**Required task**
Copy the data below exactly.

**Recorded data**
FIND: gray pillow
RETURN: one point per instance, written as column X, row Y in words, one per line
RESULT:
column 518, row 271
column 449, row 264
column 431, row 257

**Expected output**
FIND: gray pillow
RETURN: one point per instance, written as column X, row Y in words, one per line
RESULT:
column 518, row 271
column 449, row 264
column 431, row 257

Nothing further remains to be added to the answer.